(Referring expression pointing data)
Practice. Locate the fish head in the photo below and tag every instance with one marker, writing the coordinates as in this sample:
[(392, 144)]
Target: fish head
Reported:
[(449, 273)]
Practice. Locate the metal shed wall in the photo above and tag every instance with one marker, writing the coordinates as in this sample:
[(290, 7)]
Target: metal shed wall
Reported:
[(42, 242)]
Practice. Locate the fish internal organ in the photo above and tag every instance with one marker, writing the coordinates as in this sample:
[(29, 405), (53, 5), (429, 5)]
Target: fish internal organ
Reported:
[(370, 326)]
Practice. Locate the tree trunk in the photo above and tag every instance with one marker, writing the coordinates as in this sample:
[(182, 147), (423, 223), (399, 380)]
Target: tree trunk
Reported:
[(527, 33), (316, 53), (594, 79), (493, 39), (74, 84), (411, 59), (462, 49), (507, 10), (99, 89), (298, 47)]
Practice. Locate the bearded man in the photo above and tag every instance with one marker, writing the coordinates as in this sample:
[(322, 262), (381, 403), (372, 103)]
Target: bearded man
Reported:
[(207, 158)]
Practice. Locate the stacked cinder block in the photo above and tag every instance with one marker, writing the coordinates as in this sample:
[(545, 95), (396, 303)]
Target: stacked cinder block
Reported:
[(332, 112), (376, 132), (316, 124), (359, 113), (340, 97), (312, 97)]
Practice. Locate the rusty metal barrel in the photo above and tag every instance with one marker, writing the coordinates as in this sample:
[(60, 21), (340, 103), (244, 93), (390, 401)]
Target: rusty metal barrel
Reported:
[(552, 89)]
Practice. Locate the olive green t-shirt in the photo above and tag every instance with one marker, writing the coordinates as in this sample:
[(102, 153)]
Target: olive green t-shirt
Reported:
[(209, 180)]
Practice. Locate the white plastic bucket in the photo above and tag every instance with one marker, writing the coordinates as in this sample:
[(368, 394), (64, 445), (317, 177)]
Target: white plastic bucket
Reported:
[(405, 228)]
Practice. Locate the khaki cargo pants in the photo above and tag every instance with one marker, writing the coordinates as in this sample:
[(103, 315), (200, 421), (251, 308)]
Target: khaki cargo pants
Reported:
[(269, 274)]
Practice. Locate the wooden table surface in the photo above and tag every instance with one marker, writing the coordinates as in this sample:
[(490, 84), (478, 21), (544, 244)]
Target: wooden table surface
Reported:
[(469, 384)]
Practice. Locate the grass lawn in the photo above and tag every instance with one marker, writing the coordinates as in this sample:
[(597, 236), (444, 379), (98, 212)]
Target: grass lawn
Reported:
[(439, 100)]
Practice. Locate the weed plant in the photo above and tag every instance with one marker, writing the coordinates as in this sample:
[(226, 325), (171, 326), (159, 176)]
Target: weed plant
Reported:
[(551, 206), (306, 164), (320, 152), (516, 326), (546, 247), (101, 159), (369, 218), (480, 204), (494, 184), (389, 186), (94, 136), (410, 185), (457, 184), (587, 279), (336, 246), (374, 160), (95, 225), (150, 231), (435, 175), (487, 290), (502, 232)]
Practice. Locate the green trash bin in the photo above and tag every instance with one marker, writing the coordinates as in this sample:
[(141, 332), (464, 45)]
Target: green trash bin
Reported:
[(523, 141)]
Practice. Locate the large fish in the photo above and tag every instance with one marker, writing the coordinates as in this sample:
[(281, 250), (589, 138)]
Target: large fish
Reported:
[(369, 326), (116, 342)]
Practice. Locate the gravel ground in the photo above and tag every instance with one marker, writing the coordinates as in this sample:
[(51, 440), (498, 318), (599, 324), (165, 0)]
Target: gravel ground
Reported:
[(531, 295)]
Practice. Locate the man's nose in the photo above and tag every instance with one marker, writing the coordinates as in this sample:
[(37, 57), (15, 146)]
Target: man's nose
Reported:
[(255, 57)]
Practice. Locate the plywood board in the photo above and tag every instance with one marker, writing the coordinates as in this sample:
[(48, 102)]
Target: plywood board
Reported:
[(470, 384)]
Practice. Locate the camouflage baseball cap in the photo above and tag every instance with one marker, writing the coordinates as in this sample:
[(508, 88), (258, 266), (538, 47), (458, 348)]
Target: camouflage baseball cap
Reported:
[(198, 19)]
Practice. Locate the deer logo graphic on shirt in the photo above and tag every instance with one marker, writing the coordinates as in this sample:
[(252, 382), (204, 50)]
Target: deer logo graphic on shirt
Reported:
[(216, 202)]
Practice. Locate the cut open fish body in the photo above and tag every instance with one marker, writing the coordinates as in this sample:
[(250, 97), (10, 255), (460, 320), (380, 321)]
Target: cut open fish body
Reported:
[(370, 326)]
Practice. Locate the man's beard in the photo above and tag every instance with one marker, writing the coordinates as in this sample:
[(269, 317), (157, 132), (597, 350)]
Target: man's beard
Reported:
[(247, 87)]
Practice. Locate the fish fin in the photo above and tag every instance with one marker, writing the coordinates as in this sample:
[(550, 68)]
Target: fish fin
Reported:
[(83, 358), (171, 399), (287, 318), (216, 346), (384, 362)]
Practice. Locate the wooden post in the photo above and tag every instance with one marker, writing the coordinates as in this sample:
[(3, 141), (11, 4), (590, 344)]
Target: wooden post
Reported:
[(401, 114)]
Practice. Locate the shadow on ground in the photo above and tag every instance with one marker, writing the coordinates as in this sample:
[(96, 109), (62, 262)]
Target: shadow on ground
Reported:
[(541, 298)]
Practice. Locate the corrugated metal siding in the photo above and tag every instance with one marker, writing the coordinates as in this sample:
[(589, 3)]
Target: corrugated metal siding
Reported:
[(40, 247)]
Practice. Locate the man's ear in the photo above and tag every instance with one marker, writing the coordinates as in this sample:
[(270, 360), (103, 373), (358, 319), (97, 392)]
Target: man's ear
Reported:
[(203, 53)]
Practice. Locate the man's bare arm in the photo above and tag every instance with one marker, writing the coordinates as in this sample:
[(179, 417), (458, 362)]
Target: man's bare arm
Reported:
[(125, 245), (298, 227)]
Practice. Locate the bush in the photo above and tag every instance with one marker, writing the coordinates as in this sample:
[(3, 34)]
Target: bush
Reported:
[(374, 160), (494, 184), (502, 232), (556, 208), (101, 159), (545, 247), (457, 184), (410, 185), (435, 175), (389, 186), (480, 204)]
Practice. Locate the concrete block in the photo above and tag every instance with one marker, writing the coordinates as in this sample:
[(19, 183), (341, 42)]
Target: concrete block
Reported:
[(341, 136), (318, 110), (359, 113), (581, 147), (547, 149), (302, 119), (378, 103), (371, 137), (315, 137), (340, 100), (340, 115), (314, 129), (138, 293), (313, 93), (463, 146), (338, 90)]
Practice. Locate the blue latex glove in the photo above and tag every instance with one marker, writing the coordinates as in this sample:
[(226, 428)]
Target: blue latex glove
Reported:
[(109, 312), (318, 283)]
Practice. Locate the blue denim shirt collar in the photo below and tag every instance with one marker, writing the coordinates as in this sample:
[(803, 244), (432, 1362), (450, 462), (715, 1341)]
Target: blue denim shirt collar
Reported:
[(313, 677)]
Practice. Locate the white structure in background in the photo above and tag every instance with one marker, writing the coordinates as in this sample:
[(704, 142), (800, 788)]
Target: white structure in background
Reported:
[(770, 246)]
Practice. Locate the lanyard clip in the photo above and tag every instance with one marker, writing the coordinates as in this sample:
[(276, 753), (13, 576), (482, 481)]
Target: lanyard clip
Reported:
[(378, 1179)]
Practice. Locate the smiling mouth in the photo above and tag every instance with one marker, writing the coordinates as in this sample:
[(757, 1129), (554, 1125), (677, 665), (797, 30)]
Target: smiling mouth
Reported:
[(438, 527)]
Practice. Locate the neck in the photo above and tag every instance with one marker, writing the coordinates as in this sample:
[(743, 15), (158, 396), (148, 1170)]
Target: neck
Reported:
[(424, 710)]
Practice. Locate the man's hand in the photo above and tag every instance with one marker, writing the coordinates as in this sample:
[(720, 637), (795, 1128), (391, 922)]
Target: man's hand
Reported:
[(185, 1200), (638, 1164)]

REQUIRED ACTION: Only lines that contain "shed" are needed, so copy each of them from the data.

WRITTEN SOLUTION:
Practice. Locate the metal shed wall in the photo above and tag every instance with one marker, writing the coordinates as in this sample:
Target: metal shed wall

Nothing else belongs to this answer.